# Exercise input:
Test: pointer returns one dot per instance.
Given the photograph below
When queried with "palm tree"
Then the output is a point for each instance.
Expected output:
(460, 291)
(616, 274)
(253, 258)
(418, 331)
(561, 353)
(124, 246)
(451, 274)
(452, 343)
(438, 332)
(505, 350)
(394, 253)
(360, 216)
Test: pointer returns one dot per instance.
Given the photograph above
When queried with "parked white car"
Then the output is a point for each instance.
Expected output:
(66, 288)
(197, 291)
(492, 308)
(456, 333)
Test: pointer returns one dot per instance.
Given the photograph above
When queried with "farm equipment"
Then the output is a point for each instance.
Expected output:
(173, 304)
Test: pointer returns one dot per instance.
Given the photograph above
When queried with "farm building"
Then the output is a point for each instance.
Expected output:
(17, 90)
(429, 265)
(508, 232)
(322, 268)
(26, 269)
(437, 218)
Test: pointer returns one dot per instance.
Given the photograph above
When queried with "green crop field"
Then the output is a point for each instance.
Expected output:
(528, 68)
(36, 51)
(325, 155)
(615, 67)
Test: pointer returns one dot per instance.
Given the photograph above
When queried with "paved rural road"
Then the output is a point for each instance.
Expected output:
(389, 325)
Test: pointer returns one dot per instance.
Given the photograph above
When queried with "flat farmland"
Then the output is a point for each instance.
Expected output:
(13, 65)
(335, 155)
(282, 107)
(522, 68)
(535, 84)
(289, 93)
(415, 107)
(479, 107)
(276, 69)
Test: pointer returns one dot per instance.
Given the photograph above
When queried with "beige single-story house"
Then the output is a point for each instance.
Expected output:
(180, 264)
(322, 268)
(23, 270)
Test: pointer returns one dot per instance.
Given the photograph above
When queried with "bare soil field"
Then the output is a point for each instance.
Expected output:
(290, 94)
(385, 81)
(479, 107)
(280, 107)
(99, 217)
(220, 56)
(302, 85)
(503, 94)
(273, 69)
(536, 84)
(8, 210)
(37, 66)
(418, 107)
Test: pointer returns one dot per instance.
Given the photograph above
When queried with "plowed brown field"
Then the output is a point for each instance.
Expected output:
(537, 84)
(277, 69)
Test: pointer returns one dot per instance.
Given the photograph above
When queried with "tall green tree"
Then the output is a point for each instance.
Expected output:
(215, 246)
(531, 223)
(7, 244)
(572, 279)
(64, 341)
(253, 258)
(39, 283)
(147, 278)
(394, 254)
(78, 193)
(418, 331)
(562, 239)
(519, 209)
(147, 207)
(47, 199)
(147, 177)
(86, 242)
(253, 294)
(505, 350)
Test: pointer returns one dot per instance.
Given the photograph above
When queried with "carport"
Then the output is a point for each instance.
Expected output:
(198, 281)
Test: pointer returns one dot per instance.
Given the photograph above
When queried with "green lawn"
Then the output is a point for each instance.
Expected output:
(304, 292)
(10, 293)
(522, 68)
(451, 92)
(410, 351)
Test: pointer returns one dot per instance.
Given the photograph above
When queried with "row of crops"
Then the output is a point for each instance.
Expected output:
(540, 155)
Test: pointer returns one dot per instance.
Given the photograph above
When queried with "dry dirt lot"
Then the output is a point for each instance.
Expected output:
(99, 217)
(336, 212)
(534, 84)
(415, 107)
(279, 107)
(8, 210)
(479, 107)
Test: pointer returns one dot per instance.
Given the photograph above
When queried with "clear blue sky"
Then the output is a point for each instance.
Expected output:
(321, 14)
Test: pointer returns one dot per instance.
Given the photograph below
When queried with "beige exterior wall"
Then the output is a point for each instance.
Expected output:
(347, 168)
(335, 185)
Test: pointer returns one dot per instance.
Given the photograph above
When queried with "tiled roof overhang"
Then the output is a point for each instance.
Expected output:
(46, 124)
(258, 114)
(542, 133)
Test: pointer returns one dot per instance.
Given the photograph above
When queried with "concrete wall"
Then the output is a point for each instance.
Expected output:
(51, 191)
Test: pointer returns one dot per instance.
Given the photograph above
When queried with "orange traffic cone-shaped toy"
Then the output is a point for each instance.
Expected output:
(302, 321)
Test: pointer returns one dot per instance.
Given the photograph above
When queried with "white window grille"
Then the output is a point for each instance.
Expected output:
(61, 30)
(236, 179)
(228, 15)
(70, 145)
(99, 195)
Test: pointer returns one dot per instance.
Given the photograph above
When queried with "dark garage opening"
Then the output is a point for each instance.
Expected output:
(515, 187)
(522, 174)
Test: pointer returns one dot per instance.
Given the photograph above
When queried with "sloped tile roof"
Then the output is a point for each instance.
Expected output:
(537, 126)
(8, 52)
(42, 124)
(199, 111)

...

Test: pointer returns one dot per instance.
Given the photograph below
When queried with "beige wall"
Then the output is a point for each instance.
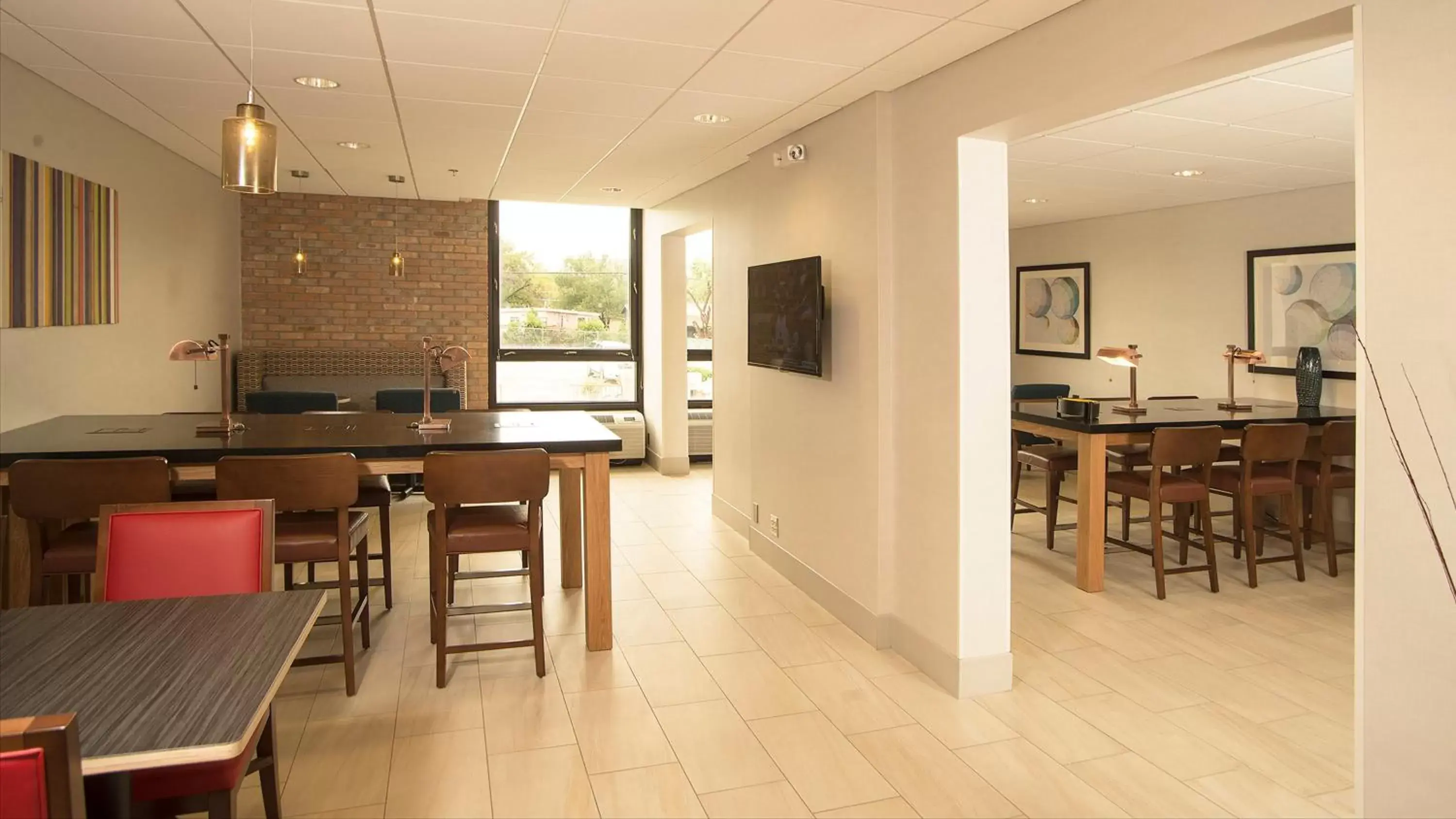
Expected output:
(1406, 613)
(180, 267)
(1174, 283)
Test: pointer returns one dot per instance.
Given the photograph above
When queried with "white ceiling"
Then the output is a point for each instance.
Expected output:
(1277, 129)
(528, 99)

# Problem description:
If the word "field" appears in a line above, copy that line.

# Result of this exercise:
When queried with "green crop field"
When queried with "bare soil field"
When queried with "plowed brown field"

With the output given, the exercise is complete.